### READING TEXT
The Air Miles computer knows, for example, how much I spend on my credit card; how often I fly with the company's owner, British Airways; and the fares I pay (never expensive enough to qualify for Air Miles, sadly). The digital deity also knows that in March I booked a short break with the holidays branch of Air Miles to Amsterdam; that I flew out at 8.40pm on Thursday; and that shortly before midnight I would arrive at the Hotel Lancaster, for which I had paid pounds 60.

So it was a bit of a surprise to wake up yesterday morning at the Eden Hotel, a mile or two away. This had nothing to do with indulgence in any of the substances for which Amsterdam is famed, such as Heineken and dope; it was overbooking, pure and simple. When I arrived at the Lancaster, I smiled smugly as I saw the "No Vacancies" sign on the door, safe in the knowledge that I had a voucher for a room in my cold little hand.

No room at the inn. After 20 minutes of the receptionist phoning around, I was dispatched to the Eden. When I mildly enquired what had happened to my confirmed reservation, I was told "Just be glad there's a room for you here". Has anyone else in the galaxy of Independent readers suffered an ill-starred trip at the hands of Astral Towers?

### EXERCISE 1
Print the part of the Amsterdam hotel piece that opens with the words containing "So it was a" and closes with "cold little hand.", copied word for word.
### EXERCISE 2
Write the next part of the Amsterdam hotel piece, picking up after its final sentence.

### SUPPLIED INFORMATION
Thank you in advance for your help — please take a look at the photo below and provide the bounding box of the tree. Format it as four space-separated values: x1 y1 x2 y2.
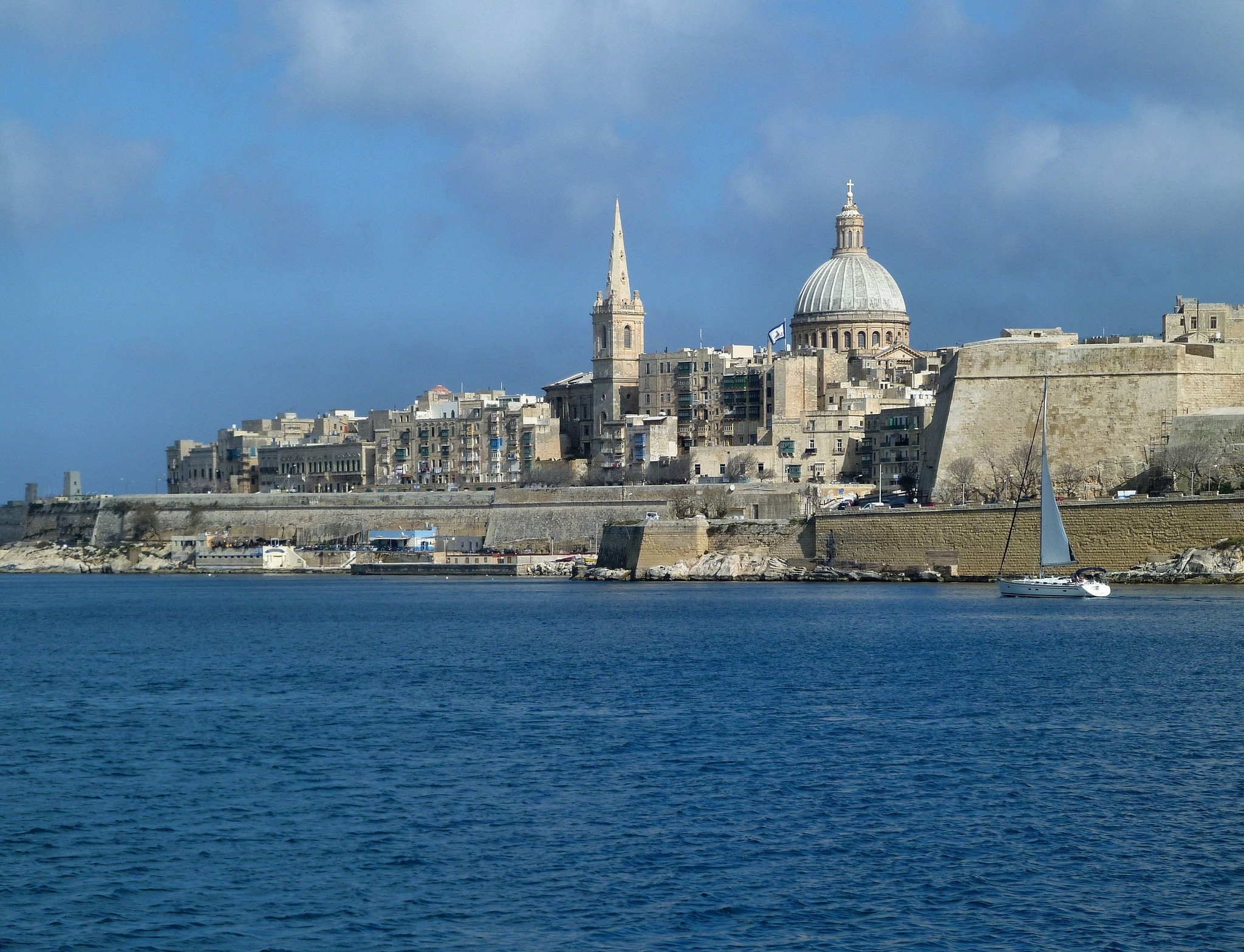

### TASK ANSWER 1
So it was a bit of a surprise to wake up yesterday morning at the Eden Hotel, a mile or two away. This had nothing to do with indulgence in any of the substances for which Amsterdam is famed, such as Heineken and dope; it was overbooking, pure and simple. When I arrived at the Lancaster, I smiled smugly as I saw the "No Vacancies" sign on the door, safe in the knowledge that I had a voucher for a room in my cold little hand.

### TASK ANSWER 2
LAST YEAR at this time, British Airways launched the aviation sale of the century, with two million flights at ridiculous prices. This weekend, the airline is offering a "sale of the end of the century" - but be warned that the deals are not nearly so good as last time.

The best deal to Perth in Western Australia, for example, is pounds 495 return - rather more than the fare levels available on the discount market. Similarly, Rio at pounds 350 and Buenos Aires at pounds 399 would have been news five years ago, but are now run-of-the- mill prices.

European fares are rather more favourable. You can fly from London, Manchester or Birmingham to Brussels for pounds 69 return, while for a tenner more you can travel London-Luxembourg and back. The best deals in this promotion, though, are for inclusive breaks with British Airways Holidays, which is offering a flight and two nights in various European cities: Barcelona for pounds 175, Vienna for pounds 179 and Paris for an impressive pounds 99. (These deals are all being organised, by the way, from good old Astral Towers - British Airways Holidays shares space with Air Miles.)

The sale starts at 9am today (Saturday) and runs for 60 hours, expiring at 9pm Monday evening. The offers are for travel outbound between 12 June and 15 July; flights require a minimum two-night stay. You can book with British Airways on 0345 222111 or through a travel agent.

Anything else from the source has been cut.